### Job:
How many lines in the data below contain the word "white"? Reply with the number alone.

### Data records:
______

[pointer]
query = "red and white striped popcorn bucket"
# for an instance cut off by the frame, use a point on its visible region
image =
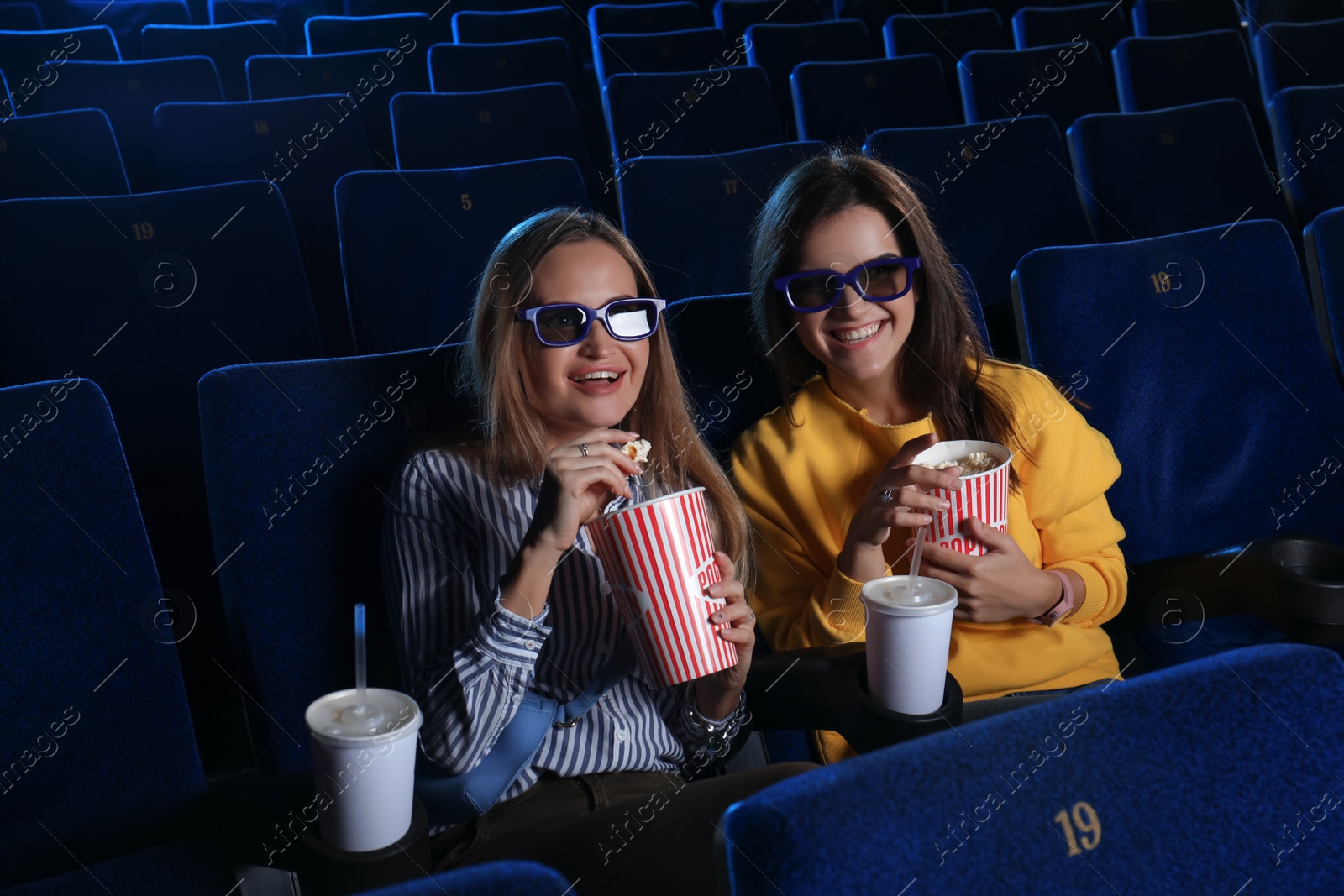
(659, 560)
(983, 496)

______

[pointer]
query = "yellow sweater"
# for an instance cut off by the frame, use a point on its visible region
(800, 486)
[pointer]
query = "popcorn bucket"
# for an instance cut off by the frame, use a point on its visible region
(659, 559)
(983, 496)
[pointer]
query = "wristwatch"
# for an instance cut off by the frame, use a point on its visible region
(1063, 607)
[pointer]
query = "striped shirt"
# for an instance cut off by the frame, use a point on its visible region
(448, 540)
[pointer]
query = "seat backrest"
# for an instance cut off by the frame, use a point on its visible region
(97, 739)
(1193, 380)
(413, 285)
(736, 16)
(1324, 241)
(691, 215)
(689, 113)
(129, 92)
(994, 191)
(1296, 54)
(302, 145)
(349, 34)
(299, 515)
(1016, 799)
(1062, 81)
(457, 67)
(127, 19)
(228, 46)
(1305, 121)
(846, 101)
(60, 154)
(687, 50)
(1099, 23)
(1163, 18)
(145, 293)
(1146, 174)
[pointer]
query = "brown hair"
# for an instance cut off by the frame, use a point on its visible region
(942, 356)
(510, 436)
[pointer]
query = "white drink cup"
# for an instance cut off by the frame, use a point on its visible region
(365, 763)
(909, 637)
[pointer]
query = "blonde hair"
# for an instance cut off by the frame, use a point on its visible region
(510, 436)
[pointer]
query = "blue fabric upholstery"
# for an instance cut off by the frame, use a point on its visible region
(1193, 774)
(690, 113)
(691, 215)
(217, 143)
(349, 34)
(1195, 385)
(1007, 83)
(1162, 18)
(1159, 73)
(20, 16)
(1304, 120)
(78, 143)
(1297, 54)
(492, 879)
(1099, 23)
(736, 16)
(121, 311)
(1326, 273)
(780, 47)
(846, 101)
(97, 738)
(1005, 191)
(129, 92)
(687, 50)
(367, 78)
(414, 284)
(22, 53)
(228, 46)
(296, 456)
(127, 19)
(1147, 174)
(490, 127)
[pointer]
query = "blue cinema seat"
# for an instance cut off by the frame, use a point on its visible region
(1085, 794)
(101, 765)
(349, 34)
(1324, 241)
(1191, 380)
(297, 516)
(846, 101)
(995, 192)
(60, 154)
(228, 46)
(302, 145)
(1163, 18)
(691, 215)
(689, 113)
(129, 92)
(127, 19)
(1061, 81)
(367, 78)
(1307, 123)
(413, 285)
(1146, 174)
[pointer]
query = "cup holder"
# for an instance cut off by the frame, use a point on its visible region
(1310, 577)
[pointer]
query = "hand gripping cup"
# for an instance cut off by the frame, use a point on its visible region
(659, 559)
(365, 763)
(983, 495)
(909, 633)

______

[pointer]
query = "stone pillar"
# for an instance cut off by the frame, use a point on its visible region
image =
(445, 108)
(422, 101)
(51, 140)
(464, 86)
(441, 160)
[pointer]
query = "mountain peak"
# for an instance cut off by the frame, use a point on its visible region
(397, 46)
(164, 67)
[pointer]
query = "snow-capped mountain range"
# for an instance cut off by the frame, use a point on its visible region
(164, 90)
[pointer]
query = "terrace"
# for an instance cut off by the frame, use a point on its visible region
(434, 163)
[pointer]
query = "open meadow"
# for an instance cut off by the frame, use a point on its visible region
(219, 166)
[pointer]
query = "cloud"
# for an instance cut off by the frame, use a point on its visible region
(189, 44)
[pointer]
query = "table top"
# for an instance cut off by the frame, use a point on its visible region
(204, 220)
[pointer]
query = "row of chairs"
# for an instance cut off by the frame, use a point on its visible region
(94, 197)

______

### Exercise response:
2